— start of Supplied data —

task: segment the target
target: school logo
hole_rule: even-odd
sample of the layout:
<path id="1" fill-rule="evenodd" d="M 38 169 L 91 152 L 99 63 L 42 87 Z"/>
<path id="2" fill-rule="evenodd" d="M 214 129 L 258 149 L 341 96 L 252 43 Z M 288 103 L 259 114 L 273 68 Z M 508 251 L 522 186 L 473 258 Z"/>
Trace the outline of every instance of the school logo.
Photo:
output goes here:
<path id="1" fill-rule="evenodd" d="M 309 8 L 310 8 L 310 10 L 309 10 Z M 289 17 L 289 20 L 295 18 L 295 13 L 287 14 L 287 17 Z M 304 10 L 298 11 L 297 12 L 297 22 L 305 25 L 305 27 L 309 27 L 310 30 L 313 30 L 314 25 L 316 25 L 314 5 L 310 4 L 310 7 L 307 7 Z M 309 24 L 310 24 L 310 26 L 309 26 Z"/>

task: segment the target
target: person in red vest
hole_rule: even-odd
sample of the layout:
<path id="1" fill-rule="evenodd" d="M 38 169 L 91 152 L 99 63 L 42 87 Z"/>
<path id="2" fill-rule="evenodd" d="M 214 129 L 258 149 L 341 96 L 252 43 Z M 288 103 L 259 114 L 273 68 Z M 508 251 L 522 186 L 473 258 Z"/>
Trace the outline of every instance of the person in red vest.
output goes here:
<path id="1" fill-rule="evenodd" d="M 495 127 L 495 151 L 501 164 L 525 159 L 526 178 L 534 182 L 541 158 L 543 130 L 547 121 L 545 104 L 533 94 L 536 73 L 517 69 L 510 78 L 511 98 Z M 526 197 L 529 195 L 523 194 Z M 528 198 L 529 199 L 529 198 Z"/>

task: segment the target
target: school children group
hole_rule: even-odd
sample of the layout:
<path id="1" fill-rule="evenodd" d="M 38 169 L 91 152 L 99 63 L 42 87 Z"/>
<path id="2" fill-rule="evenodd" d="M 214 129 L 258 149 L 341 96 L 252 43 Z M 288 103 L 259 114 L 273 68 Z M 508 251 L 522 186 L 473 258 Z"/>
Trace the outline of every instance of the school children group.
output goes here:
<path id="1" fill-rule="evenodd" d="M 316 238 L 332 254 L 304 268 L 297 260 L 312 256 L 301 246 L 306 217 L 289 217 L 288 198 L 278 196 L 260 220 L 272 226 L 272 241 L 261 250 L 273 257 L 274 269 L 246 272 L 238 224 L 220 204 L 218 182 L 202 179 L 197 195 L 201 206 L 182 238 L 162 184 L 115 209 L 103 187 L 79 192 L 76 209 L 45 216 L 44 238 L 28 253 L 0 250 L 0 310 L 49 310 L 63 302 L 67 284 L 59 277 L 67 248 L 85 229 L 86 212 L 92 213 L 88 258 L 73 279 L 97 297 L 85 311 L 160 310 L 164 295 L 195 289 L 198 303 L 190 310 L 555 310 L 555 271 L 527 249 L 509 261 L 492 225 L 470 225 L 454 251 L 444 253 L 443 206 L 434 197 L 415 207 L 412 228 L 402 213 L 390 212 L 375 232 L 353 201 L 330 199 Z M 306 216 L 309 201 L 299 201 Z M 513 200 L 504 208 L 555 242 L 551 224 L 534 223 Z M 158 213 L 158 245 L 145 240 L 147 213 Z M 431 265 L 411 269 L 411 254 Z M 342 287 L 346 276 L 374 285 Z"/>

— end of Supplied data —

# Job
Please show each line of the records above that contains the word "every".

# Result for this exercise
Trace the outline of every instance of the school logo.
Trace the outline of every instance of the person in red vest.
Trace the outline of every instance of the school children group.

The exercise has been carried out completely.